§ **EXCERPTED TEXT**
- Opening Delimiter -
Like hoverboards and cloning, 3D printing sounds like something out of an old science fiction movie that has become a commonly accepted reality in our modern world. While we are arguably still a few years away from flying cars, the development of 3D printing shows just how far technology has brought us.
The implications of accessible 3D printing mean big changes for medicine, architecture, education, and manufacturing. In an environmentally conscious world, it is essential that we understand the potential for green manufacturing processes that 3D printing presents.
How Does 3D Printing Work?
During the 3D printing process, the printer creates objects layer by layer using a variety of different plastic resins, metal, and in some cases, even skin. Depending on the 3D printing apparatus used, and the material in question, the process can vary. For example, Stereolithography is the most common process. It uses a UV laser focused on a canister of liquid photopolymers. The laser follows the command as entered into the printing apparatus, using the liquid to create the desired product. The liquid hardens in the desired shape as it is exposed to light. Selective Laser Sintering (SLS) follows a similar procedure using powdered metal.
Fused Deposition Modeling (FDM) is often seen in accessible areas, like libraries and high school science labs, and uses strings of molten plastic in layers to create the desired shape. As with any technology, 3D printers have become more affordable and accessible over time, regardless of the printing method used.
Green Manufacturing Implications
There are many ways that 3D printing can change manufacturing processes for a more sustainable, eco-friendly approach to mass production. Here are a few implications based on the current technology.
Reduces Production Waste
The most direct way that 3D printing impacts the environment during production is through the drastic reduction in waste materials. There are no molds from which a product is removed, leaving the edges and remainder to be disposed of as scrap. Only the material needed to create the finished product is used without any excess remaining.
This process is considered additive manufacturing versus subtractive manufacturing; adding materials to create a product rather than removing a product from materials. While many plastic manufacturers may reuse scrap plastic in production, 3D printing reduces the energy used to run the scrap back through the production line.
Reduction in Carbon Emissions
If you take a step back from a factory production line, the impacts of using 3D printing have an environmental impact at a higher level as well. The process emits less pollution than traditional manufacturing processes. One study showed that changing a part of the manufacturing process evaluated reduced carbon emissions by 40%. Thus, the global implications of having every company replace suitable production methods with 3D printing are unimaginable.
- Closing Delimiter -
§ **DIRECTIONS**
1. In the 3D printing article, which printing process is called the most common?
2. Pick up the 3D printing article after its last sentence and carry it further.
The items are separate material, unrelated to the 3D printing article.

§ **SOURCE MATERIAL**
- Opening Delimiter -
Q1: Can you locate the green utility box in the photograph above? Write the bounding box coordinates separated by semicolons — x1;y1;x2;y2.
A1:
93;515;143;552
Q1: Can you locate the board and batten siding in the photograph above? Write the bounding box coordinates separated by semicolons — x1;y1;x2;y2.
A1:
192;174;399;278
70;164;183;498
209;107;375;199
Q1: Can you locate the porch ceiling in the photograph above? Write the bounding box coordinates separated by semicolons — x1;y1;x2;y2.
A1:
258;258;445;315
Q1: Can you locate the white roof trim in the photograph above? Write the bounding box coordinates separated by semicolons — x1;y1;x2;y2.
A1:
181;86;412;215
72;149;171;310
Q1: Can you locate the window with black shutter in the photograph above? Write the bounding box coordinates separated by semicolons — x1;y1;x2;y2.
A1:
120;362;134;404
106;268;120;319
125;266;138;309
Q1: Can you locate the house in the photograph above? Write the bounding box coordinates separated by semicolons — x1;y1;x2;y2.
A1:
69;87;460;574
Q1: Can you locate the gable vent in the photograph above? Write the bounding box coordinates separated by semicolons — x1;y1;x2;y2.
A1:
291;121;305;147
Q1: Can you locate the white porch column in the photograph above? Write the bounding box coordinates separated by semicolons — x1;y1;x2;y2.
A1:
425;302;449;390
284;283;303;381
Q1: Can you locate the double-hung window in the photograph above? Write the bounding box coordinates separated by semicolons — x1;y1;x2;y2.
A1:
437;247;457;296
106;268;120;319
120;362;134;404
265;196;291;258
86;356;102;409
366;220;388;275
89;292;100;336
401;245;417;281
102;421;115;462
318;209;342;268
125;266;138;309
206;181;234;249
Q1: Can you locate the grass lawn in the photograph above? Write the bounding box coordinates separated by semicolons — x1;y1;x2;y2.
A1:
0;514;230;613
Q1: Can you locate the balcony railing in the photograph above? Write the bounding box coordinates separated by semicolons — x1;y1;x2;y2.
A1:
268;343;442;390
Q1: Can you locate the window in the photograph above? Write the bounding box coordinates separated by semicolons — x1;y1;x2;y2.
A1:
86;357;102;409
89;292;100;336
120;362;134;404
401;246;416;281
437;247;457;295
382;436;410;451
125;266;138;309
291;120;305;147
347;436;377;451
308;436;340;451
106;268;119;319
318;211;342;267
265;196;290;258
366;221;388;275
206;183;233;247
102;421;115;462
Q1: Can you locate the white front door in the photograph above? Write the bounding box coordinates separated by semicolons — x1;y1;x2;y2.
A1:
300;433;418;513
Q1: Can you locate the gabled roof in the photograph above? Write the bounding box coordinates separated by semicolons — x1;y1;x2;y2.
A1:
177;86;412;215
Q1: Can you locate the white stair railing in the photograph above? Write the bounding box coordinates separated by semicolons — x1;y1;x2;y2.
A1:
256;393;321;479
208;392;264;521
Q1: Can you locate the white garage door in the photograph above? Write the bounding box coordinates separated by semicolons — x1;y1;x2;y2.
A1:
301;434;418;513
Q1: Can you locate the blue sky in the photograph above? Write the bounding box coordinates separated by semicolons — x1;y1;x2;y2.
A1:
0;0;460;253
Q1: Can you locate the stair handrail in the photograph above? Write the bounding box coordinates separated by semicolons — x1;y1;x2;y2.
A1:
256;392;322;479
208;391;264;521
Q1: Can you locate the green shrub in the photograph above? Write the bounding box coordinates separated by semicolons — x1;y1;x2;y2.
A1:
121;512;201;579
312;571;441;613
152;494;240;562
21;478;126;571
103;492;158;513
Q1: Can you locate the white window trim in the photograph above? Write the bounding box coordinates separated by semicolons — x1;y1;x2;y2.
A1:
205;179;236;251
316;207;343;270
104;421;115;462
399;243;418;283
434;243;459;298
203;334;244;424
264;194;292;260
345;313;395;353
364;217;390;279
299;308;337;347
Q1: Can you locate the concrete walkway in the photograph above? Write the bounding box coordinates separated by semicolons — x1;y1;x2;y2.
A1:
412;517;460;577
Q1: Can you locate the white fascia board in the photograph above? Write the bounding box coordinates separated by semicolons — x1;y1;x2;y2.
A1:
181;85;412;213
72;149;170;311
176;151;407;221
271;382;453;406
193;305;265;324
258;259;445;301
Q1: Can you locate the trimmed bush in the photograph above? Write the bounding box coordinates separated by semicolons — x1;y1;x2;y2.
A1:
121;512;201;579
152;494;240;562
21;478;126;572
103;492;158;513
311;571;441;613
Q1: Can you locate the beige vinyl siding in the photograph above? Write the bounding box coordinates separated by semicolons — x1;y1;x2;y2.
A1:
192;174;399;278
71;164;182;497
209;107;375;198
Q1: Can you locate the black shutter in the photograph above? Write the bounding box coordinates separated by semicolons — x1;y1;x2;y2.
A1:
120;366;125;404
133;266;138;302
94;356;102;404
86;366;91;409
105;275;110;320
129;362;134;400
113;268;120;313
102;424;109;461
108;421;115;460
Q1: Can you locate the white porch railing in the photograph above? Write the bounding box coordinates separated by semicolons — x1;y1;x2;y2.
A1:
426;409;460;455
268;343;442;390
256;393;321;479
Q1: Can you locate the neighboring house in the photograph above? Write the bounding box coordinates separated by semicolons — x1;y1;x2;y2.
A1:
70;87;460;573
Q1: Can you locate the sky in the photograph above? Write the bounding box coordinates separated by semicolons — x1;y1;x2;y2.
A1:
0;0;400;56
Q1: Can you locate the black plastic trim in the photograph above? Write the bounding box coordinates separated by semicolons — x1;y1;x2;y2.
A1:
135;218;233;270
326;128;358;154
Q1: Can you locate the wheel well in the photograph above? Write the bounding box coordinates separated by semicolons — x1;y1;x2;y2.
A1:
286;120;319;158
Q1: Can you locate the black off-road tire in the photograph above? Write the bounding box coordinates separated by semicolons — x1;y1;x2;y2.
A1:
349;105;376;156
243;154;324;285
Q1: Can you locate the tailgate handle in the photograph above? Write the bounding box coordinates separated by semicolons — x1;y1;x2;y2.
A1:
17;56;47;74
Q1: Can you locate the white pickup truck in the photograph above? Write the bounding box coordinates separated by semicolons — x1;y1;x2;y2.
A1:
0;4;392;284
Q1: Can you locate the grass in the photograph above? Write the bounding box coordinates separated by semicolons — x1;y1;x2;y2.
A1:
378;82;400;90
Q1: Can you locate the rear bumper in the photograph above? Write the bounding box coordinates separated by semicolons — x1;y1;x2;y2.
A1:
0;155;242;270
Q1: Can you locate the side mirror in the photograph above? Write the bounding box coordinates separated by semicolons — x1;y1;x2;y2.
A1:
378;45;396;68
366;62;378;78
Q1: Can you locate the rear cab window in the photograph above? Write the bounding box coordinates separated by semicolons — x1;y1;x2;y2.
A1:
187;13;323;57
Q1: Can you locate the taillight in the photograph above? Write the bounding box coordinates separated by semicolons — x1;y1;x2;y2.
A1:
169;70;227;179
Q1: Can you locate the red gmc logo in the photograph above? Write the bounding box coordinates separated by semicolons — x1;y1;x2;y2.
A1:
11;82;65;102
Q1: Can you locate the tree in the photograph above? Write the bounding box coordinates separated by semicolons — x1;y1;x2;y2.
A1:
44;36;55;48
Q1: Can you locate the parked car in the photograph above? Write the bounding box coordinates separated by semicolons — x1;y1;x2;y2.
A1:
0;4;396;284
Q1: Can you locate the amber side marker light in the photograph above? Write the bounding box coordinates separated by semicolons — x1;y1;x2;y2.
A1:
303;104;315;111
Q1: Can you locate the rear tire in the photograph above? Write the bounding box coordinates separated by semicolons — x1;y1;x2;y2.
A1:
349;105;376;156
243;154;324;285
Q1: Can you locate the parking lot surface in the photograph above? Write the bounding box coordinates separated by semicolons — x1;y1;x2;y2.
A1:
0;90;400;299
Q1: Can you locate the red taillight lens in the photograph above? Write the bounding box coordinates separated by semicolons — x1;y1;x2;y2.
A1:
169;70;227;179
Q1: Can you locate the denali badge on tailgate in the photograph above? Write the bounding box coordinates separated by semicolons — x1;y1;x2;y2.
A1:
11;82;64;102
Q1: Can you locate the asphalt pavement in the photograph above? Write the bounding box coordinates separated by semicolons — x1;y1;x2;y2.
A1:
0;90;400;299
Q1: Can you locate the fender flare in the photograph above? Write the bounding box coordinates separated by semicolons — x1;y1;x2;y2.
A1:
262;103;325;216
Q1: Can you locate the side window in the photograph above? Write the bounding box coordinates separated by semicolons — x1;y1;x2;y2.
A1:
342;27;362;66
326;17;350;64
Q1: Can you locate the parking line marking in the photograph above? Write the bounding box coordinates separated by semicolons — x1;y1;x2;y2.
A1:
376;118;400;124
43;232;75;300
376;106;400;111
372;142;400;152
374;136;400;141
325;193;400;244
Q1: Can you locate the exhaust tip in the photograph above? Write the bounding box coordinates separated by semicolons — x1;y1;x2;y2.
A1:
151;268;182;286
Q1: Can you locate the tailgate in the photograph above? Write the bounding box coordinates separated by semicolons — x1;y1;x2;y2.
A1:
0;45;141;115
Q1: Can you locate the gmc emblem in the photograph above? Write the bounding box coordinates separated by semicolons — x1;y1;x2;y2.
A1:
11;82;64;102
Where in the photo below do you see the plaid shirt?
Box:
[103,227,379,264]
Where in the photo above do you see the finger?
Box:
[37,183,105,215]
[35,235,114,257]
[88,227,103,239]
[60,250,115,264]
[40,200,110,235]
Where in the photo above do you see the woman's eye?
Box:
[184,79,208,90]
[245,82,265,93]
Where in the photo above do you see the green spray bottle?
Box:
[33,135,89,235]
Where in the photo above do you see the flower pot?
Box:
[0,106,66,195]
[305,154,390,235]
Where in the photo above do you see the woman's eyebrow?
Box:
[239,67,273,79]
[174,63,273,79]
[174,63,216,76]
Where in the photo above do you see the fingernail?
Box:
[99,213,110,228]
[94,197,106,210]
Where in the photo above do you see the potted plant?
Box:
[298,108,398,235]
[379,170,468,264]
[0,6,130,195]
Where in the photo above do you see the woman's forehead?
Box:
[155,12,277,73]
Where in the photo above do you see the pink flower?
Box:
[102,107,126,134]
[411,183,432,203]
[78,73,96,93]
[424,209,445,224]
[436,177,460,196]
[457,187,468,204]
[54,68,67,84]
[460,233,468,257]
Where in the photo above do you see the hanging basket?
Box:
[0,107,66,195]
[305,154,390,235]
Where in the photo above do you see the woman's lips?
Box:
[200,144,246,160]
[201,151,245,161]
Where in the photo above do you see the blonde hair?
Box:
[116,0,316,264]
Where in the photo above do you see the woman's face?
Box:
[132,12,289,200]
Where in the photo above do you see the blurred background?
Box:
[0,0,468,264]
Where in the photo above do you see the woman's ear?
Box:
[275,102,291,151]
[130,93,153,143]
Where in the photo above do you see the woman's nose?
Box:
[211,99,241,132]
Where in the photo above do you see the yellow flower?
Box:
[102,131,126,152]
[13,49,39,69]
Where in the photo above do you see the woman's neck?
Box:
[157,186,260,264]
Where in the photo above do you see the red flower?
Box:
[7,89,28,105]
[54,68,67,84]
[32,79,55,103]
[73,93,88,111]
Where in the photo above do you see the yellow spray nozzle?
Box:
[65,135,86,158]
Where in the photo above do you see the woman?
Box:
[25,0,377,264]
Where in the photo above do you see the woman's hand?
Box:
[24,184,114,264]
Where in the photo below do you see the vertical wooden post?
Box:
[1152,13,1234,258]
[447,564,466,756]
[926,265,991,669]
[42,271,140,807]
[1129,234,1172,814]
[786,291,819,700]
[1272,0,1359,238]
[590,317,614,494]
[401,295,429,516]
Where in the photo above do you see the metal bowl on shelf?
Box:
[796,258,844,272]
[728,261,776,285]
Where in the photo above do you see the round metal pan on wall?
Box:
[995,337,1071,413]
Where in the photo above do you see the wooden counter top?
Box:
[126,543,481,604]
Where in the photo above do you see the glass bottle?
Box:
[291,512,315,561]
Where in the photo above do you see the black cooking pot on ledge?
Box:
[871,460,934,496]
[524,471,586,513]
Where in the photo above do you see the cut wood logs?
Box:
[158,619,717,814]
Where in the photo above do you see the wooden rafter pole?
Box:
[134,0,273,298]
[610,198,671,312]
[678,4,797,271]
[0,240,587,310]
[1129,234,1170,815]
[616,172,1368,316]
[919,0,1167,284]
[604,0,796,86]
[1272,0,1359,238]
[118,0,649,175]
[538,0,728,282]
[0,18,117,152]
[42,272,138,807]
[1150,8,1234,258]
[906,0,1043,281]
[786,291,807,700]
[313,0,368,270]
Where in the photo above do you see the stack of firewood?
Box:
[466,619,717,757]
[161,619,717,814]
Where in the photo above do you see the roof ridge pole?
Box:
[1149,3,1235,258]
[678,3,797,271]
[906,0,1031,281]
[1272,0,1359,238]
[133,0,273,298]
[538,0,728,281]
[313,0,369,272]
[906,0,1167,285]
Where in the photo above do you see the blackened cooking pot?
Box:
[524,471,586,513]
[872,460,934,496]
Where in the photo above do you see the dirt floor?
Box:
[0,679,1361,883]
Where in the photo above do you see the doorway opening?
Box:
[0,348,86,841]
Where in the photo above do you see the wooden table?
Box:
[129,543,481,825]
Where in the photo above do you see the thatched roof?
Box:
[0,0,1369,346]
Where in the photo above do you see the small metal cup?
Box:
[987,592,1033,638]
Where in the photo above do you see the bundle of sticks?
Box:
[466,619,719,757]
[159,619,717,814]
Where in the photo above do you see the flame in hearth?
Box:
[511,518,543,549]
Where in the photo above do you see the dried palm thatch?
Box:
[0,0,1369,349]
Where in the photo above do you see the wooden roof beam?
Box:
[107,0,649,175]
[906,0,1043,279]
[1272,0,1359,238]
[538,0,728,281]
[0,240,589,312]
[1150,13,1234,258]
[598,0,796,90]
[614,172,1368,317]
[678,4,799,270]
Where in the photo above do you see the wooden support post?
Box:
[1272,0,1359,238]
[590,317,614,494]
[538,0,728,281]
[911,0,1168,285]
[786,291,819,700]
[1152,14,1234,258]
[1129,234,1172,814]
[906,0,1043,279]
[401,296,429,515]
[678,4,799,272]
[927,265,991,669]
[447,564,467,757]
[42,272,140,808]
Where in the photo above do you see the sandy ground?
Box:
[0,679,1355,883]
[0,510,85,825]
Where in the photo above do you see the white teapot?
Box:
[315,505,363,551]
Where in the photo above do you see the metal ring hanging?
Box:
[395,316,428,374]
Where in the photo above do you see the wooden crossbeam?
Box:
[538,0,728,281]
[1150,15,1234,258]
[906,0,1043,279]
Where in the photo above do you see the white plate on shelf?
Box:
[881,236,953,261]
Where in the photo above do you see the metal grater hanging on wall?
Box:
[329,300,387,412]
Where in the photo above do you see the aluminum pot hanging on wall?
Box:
- Closing Delimiter -
§ **ANSWER SECTION**
1. Stereolithography.

2.
As products manufactured with 3D printing are lighter, the cost of transportation is lessened, concerning both monetary and environmental terms. Businesses save money on transportation as their goods are lighter. This also means that more can be sent in a shipment, reducing the amount of trips to transport something or lower fuel consumption to go the same distance. Either way, the detrimental effects on the environment are reduced.
Consider also that as 3D printing becomes more accessible, manufacturers may not require a centralized production factory; they could have smaller production lines scattered in different areas, further reducing the need for transportation. Depending on the process used, this may have beneficial financial implications for businesses as well.
Automobile and airplane production companies are also looking at how 3D printing can reduce the weight of the vehicles themselves. This will drastically reduce fossil fuel consumption and may make the invention of flying cars closer than you think.
Gaps and Barriers
As with any relatively new technology, there are still kinks to be worked out. One of the main concerns for 3D printing technology right now is the high level of electricity usage. It will take some time to make the process more energy efficient. There is also fear of an increase in plastic consumption. To counteract this, proper recycling techniques will need to be investigated. Additionally, as time passes the creation of more sustainable materials to be used during 3D printing may come to light.
3D printing is still in its early days of innovation but holds incredible potential for shaping the eco-friendly future of manufacturing. Technology advances at an exponential rate as one invention builds off the last. Consider that access to the internet only became a household staple within the last thirty years. Now we carry around the internet in our pocket at all times. The next ten or 15 years could render our present technology obsolete and unrecognizable.